> _Requirement_:
Only an exact repetition is needed: the lines from the start of the listing below through the line that contains "- **Object to find**: the dining chair", pictures omitted.

>>>>

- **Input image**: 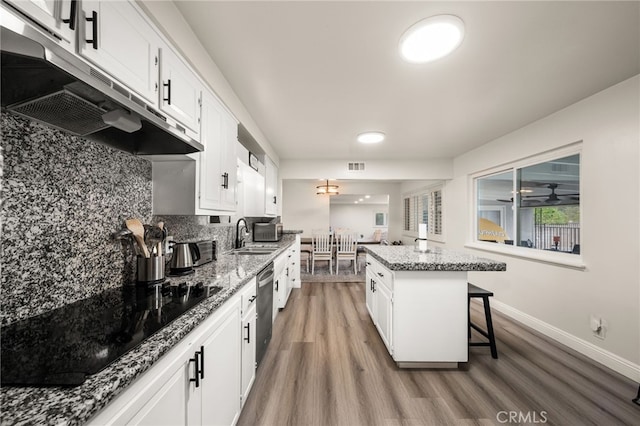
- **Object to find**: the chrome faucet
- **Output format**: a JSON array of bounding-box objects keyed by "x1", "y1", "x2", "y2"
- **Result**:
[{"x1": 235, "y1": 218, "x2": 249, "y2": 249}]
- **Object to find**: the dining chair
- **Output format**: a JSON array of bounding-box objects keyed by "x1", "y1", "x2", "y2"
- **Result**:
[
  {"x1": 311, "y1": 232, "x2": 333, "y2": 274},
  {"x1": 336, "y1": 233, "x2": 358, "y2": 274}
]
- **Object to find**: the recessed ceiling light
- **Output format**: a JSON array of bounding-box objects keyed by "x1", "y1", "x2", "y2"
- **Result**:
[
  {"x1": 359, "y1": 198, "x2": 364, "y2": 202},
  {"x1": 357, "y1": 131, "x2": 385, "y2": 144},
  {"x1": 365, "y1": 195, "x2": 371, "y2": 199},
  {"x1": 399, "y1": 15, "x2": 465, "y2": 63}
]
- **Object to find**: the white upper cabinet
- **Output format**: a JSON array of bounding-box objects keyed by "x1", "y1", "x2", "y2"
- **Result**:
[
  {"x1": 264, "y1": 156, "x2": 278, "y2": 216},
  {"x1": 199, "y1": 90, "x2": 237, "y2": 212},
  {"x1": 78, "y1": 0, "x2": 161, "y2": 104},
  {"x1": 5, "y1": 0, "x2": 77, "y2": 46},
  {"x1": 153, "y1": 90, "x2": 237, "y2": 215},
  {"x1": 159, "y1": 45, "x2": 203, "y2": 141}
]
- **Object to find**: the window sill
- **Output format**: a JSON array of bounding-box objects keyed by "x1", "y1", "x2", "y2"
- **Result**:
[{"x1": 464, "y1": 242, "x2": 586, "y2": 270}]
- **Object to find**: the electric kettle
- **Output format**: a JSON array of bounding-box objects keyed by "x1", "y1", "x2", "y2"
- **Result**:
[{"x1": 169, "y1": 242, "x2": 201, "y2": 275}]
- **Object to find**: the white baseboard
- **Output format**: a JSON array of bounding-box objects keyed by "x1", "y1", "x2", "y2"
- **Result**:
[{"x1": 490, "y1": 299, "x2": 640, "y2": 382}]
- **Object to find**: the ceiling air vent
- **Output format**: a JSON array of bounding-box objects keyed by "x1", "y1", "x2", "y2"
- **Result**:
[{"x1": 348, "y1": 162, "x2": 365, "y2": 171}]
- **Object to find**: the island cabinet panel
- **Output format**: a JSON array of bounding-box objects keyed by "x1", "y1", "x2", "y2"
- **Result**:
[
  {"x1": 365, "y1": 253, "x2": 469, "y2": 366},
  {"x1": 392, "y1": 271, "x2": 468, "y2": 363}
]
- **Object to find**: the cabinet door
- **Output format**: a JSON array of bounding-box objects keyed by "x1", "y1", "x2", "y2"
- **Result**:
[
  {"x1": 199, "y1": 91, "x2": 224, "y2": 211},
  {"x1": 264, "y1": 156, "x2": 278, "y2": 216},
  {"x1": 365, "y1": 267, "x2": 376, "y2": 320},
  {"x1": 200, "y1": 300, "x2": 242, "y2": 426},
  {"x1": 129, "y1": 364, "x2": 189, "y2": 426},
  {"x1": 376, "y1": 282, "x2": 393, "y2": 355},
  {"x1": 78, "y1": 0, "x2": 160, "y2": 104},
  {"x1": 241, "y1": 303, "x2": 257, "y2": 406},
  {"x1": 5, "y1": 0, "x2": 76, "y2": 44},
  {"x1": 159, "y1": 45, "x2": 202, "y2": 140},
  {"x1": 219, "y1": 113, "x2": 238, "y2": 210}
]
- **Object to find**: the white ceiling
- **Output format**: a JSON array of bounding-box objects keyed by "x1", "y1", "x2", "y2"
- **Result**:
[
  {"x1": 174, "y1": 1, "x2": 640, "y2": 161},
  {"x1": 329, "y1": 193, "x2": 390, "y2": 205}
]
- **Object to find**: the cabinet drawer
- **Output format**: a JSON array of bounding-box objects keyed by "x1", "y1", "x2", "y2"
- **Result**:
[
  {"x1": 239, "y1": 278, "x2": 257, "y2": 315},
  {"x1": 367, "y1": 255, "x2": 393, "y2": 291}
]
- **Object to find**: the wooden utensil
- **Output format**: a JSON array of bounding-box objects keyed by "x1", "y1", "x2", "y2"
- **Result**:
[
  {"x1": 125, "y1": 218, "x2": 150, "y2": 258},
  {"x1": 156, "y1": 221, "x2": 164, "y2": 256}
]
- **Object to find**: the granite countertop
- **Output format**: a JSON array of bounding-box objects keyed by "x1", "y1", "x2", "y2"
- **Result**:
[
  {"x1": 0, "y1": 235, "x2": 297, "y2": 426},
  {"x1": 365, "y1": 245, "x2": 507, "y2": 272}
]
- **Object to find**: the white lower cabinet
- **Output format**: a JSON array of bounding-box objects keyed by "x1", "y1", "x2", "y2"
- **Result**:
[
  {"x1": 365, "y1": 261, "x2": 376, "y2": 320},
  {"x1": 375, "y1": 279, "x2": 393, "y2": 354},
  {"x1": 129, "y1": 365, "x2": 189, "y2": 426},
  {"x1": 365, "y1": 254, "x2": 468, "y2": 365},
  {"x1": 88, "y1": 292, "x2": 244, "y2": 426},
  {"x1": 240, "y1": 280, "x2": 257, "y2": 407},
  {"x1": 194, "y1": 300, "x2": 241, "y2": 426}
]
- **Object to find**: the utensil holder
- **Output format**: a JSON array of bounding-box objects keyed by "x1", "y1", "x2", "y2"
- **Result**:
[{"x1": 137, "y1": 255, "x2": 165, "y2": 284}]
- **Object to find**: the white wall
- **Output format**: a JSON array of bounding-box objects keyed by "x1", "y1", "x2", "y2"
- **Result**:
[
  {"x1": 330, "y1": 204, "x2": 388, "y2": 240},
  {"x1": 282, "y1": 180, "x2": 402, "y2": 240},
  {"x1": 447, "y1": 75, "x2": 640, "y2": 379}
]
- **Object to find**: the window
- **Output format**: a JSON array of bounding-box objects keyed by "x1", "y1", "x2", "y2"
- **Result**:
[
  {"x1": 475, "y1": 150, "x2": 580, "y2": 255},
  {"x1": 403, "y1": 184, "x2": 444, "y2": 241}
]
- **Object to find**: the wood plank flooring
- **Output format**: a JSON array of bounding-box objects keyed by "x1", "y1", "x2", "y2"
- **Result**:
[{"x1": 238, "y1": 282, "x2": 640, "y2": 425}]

<<<<

> _Result for this task_:
- **Input image**: 
- **Object to find**: the chrome faucet
- **Output format**: a JSON array of bounding-box objects keyed by "x1", "y1", "x2", "y2"
- **Result**:
[{"x1": 235, "y1": 218, "x2": 249, "y2": 249}]
- **Object to find**: the dining chair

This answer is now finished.